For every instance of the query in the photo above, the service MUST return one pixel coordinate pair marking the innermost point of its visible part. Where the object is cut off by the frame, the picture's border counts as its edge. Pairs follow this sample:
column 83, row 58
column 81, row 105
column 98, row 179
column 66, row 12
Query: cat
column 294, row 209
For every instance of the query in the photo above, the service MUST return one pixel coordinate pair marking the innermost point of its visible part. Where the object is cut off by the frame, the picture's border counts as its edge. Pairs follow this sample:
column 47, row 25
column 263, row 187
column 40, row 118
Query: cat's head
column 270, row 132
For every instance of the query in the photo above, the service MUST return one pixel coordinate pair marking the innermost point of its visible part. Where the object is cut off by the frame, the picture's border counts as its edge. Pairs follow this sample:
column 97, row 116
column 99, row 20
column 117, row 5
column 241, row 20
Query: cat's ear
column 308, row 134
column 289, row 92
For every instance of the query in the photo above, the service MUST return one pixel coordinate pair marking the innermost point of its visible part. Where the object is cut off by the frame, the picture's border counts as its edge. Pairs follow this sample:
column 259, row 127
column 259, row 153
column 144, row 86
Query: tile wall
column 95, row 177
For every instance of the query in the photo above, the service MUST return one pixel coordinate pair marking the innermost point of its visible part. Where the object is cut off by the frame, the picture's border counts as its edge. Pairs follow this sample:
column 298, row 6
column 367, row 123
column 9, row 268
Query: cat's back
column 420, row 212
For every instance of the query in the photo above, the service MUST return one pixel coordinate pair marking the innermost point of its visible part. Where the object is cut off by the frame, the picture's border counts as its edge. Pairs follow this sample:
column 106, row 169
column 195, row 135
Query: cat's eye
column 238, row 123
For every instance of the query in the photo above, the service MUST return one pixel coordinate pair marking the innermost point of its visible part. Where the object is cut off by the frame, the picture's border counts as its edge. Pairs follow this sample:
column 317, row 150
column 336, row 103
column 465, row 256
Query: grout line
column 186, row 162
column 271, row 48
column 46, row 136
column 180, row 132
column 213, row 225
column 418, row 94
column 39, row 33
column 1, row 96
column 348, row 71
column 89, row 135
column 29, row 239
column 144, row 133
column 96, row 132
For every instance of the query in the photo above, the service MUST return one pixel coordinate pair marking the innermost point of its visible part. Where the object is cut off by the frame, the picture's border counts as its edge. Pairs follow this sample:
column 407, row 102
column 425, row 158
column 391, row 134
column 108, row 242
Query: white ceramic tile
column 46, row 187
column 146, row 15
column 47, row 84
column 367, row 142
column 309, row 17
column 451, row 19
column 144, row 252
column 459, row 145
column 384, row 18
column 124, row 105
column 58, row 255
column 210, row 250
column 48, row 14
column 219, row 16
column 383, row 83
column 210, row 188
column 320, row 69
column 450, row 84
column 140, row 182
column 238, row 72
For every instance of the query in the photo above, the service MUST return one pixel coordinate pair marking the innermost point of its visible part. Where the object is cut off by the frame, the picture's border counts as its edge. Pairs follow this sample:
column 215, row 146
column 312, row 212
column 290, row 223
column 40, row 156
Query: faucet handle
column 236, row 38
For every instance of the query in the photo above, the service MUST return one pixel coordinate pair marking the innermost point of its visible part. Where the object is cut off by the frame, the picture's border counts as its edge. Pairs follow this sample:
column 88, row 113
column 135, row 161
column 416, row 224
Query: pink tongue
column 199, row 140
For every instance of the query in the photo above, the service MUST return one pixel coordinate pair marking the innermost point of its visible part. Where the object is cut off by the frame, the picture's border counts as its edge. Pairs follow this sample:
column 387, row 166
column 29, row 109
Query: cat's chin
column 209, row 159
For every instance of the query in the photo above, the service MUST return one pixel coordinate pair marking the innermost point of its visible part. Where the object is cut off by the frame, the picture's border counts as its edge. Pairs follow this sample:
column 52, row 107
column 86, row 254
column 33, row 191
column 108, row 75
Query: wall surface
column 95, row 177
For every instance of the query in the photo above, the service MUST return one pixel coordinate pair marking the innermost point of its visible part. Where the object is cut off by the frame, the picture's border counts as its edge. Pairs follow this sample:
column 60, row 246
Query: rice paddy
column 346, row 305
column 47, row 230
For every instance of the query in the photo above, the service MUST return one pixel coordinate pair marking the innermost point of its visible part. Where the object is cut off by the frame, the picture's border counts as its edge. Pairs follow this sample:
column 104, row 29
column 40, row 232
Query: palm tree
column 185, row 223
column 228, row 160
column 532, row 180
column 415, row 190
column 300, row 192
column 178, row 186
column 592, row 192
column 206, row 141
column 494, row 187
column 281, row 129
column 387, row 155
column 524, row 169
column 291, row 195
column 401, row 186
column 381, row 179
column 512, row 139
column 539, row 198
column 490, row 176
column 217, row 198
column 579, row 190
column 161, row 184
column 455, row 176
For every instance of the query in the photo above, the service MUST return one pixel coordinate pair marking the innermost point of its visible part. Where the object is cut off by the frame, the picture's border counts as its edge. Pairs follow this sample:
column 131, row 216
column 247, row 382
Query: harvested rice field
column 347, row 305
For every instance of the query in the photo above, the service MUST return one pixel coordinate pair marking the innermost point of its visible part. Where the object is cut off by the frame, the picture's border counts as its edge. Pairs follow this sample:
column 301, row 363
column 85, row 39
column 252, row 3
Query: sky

**Exercise aim**: Convert the records above into a Markdown table with two columns, "No." for a row number and "Line" for each line. Omit blank lines.

**Written reply**:
| No. | Line |
|---|---|
| 1 | For every instance of the query in the photo above, the service MUST return one pixel coordinate pair marking the innermost point of its visible part. Where the object is cut off by the frame, the picture's border counts as its edge. Pairs follow this sample: |
| 2 | column 83, row 58 |
| 3 | column 81, row 105 |
| 4 | column 98, row 179 |
| 5 | column 66, row 12 |
| 6 | Query: cat |
| 7 | column 294, row 209 |
| 8 | For every instance of the query in the photo above, the service MUST return one pixel coordinate pair marking the innermost point of its visible part. Where the object is cut off by the frame, the picture's border counts as its edge. Pairs follow this sample: |
| 9 | column 47, row 25 |
| 10 | column 263, row 187 |
| 11 | column 40, row 118 |
| 12 | Query: cat's head |
| 13 | column 270, row 132 |
| 14 | For every instance of the query in the photo above, the service MUST return one pixel coordinate pair marking the innermost point of its visible part. Where the object is cut off by the frame, the picture's border counts as its edge. Pairs follow this sample: |
| 15 | column 97, row 116 |
| 16 | column 99, row 20 |
| 17 | column 117, row 5 |
| 18 | column 241, row 20 |
| 19 | Query: cat's ear |
| 20 | column 308, row 134 |
| 21 | column 289, row 92 |
| 22 | For every instance of the query in the photo above, the service MUST return one pixel coordinate pair marking the innermost point of its visible part. Where the object is cut off by the frame, the picture's border counts as its edge. Pairs follow this sample: |
| 23 | column 259, row 127 |
| 24 | column 259, row 153 |
| 25 | column 144, row 86 |
| 26 | Query: tile wall |
| 27 | column 95, row 177 |
| 28 | For every instance of the query in the photo above, the service MUST return one pixel coordinate pair marking the innermost point of its visible part. Where the object is cut off by the frame, the picture's border counts as its edge. Pairs follow this sample: |
| 29 | column 298, row 6 |
| 30 | column 367, row 123 |
| 31 | column 9, row 268 |
| 32 | Query: cat's back |
| 33 | column 420, row 212 |
| 34 | For every instance of the query in the photo above, the service MUST return one pixel coordinate pair marking the innermost point of its visible part. Where the object is cut off by the frame, the picture's border counts as its edge. Pairs follow this sample: |
| 35 | column 106, row 169 |
| 36 | column 195, row 135 |
| 37 | Query: cat's eye |
| 38 | column 238, row 123 |
| 39 | For every instance of the query in the photo above, the service MUST return one pixel coordinate pair marking the innermost point of its visible part. Where the object is cut off by the frame, the picture's border counts as its edge. Pairs follow this sample: |
| 40 | column 317, row 150 |
| 41 | column 336, row 103 |
| 42 | column 465, row 256 |
| 43 | Query: grout line |
| 44 | column 186, row 162 |
| 45 | column 271, row 48 |
| 46 | column 46, row 136 |
| 47 | column 180, row 132 |
| 48 | column 213, row 225 |
| 49 | column 418, row 94 |
| 50 | column 39, row 33 |
| 51 | column 1, row 96 |
| 52 | column 348, row 71 |
| 53 | column 89, row 135 |
| 54 | column 29, row 239 |
| 55 | column 144, row 133 |
| 56 | column 96, row 132 |
| 57 | For every instance of the query in the photo above, the service MUST return one pixel coordinate pair marking the innermost point of its visible part. Where the object is cut off by the frame, the picture's border counts as its edge. Pairs follow this sample: |
| 58 | column 407, row 102 |
| 59 | column 425, row 158 |
| 60 | column 391, row 134 |
| 61 | column 108, row 242 |
| 62 | Query: white ceramic tile |
| 63 | column 46, row 187 |
| 64 | column 146, row 15 |
| 65 | column 47, row 84 |
| 66 | column 367, row 142 |
| 67 | column 309, row 17 |
| 68 | column 451, row 19 |
| 69 | column 144, row 252 |
| 70 | column 459, row 145 |
| 71 | column 384, row 18 |
| 72 | column 124, row 105 |
| 73 | column 58, row 255 |
| 74 | column 210, row 250 |
| 75 | column 48, row 14 |
| 76 | column 219, row 16 |
| 77 | column 383, row 83 |
| 78 | column 210, row 188 |
| 79 | column 320, row 69 |
| 80 | column 450, row 84 |
| 81 | column 140, row 182 |
| 82 | column 238, row 72 |
| 83 | For every instance of the query in the photo above, the service MUST return one pixel coordinate pair marking the innermost point of its visible part. Where the object is cut off by the frame, the picture's border counts as its edge. Pairs follow this sample: |
| 84 | column 215, row 146 |
| 85 | column 312, row 212 |
| 86 | column 290, row 223 |
| 87 | column 40, row 156 |
| 88 | Query: faucet handle |
| 89 | column 236, row 38 |
| 90 | For every instance of the query in the photo above, the service MUST return one pixel coordinate pair marking the innermost point of its visible part. Where the object is cut off by the frame, the picture's border counts as its edge. Pairs follow this sample: |
| 91 | column 88, row 113 |
| 92 | column 135, row 161 |
| 93 | column 416, row 224 |
| 94 | Query: pink tongue |
| 95 | column 199, row 140 |
| 96 | For every instance of the query in the photo above, the service MUST return one pixel coordinate pair marking the innermost point of its visible part. Where the object is cut off by the frame, the picture's border counts as its edge. Pairs follow this sample: |
| 97 | column 387, row 166 |
| 98 | column 29, row 109 |
| 99 | Query: cat's chin |
| 100 | column 209, row 159 |
| 101 | For every instance of the query in the photo above, the service MUST return one pixel coordinate pair marking the innermost point of its visible part. Where the object is cut off by the frame, the picture's border counts as its edge. Pairs follow this sample: |
| 102 | column 52, row 107 |
| 103 | column 86, row 254 |
| 104 | column 33, row 191 |
| 105 | column 108, row 75 |
| 106 | Query: wall surface |
| 107 | column 95, row 177 |
| 108 | For every instance of the query in the photo above, the service MUST return one pixel coordinate pair marking the innermost point of its visible part. Where the object is cut off by the frame, the picture's border counts as its edge. Pairs follow this sample: |
| 109 | column 60, row 246 |
| 110 | Query: rice paddy |
| 111 | column 346, row 305 |
| 112 | column 47, row 230 |
| 113 | For every instance of the query in the photo above, the service MUST return one pixel coordinate pair marking the innermost point of its visible part. Where the object is cut off by the frame, the picture's border counts as its edge. Pairs follow this sample: |
| 114 | column 104, row 29 |
| 115 | column 40, row 232 |
| 116 | Query: palm tree |
| 117 | column 185, row 223 |
| 118 | column 228, row 160 |
| 119 | column 532, row 180 |
| 120 | column 415, row 190 |
| 121 | column 300, row 192 |
| 122 | column 178, row 186 |
| 123 | column 592, row 192 |
| 124 | column 206, row 141 |
| 125 | column 494, row 187 |
| 126 | column 281, row 129 |
| 127 | column 387, row 155 |
| 128 | column 524, row 169 |
| 129 | column 291, row 195 |
| 130 | column 401, row 186 |
| 131 | column 381, row 179 |
| 132 | column 512, row 139 |
| 133 | column 539, row 198 |
| 134 | column 490, row 176 |
| 135 | column 217, row 198 |
| 136 | column 579, row 190 |
| 137 | column 161, row 184 |
| 138 | column 455, row 176 |
| 139 | For every instance of the query in the photo above, the service MUST return one pixel coordinate pair marking the innermost point of its visible part. Where the object is cut off by the frame, the picture's border counts as its edge. Pairs follow this sample: |
| 140 | column 131, row 216 |
| 141 | column 247, row 382 |
| 142 | Query: harvested rice field |
| 143 | column 347, row 305 |
| 144 | For every instance of the query in the photo above, the service MUST return one pixel coordinate pair marking the innermost point of its visible part. Where the object is cut off by the frame, the picture's border counts as its edge. Pairs follow this sample: |
| 145 | column 301, row 363 |
| 146 | column 85, row 39 |
| 147 | column 252, row 3 |
| 148 | Query: sky |